## EXCERPTED RECORDS
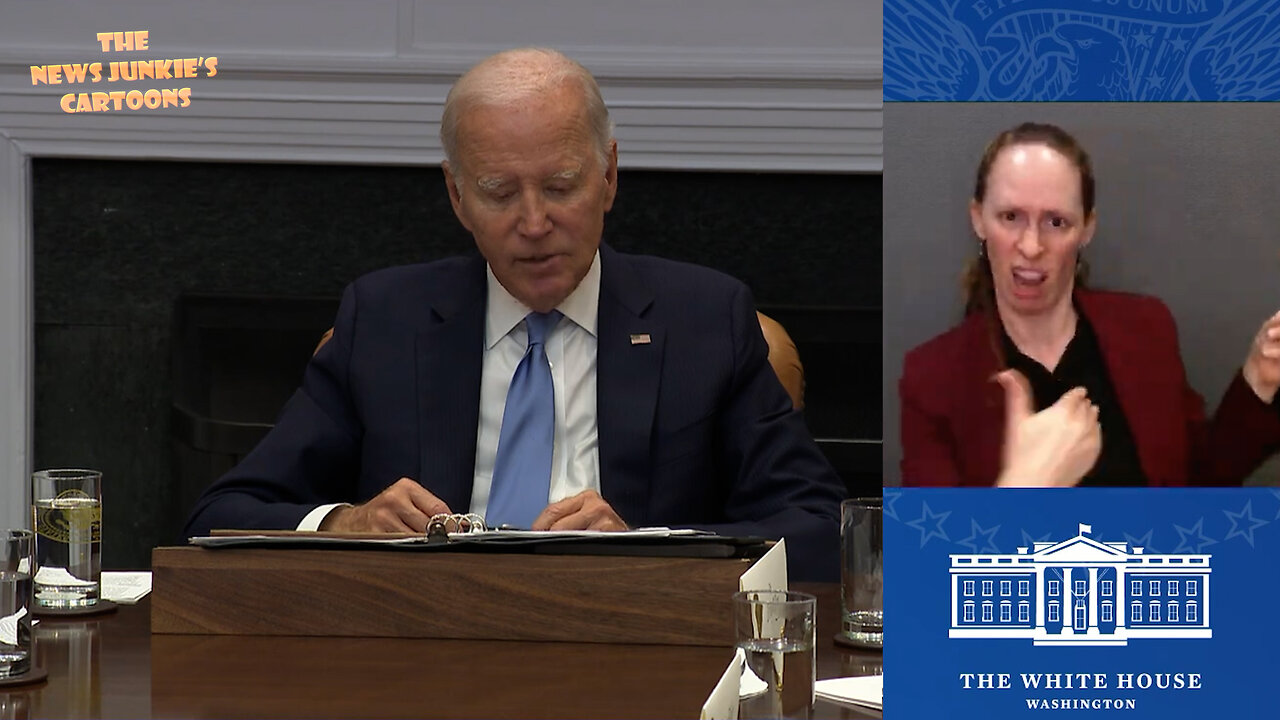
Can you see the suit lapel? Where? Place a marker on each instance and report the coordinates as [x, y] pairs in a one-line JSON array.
[[629, 367], [986, 406], [449, 360]]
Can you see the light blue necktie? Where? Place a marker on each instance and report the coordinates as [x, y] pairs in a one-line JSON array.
[[522, 469]]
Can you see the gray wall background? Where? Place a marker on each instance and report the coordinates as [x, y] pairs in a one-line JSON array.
[[1188, 212]]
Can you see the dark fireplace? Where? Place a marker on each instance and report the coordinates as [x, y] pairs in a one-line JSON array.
[[178, 302]]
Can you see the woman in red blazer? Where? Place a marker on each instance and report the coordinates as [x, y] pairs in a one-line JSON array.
[[1047, 383]]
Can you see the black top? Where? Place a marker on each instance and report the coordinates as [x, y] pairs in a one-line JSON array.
[[1082, 364]]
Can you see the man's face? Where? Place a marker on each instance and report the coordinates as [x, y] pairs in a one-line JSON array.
[[530, 187], [1034, 224]]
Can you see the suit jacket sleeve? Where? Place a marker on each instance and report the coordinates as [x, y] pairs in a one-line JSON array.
[[782, 486], [310, 458], [928, 445]]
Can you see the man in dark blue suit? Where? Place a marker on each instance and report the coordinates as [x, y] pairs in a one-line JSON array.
[[645, 382]]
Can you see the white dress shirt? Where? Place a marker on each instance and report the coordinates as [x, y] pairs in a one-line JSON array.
[[571, 352]]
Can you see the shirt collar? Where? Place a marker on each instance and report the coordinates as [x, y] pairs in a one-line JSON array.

## TASK DESCRIPTION
The whole listing above is to be printed exactly; the pictures stay out.

## ANSWER AREA
Can you see the suit lapel? Where? Place a marker on each instance and report the coordinates as [x, y] pairs in a one-line JSON array.
[[629, 367], [986, 406], [449, 360]]
Can you see the light blue necktie? Where? Place a marker on each instance and report the coordinates as [x, y] pairs in a one-line JSON array.
[[522, 469]]
Can you see the gray wall background? Where? Place a marker on each instance and report the coordinates as [x, y] pairs in a one-line JSON array.
[[1188, 212]]
Can you see the dark fireplace? Where? Place a marker on each instance and report the coordinates as [x, y] pairs in a one-line JSON array.
[[178, 302]]
Can you see the woman in red blazer? Where? Place a marker on each instance and report the coordinates as [x, y] pairs in a one-line JSON array.
[[1047, 383]]
Can you see the black top? Where? Place a marker on each instance and report the coordinates as [x, y] pairs in a one-line JSON array.
[[1082, 364]]
Can you see the man's face? Where? Place a marker on each instance and report the coordinates as [x, y] pairs in a one-line JSON array.
[[530, 187], [1034, 224]]
Can you see the suit jacket sleeve? Where? Place a marker on each instance and report the coordinates as [x, y] pairs in a one-line JSON array.
[[782, 486], [310, 458], [928, 445]]
Can you see the man in dark blue suit? Where? Place a marker on each instance and report the coordinates as [x, y] pairs in a one-line JSON array.
[[645, 382]]
Can you see the white dress shirt? Where? Place a marker on each instance and report the coordinates as [x, y] pairs in a one-line JSON array.
[[571, 352]]
Can you see the shirt collar? Where? Place a marker on each instance and report the coordinates as [x, y] pairs in a one-line JSON array.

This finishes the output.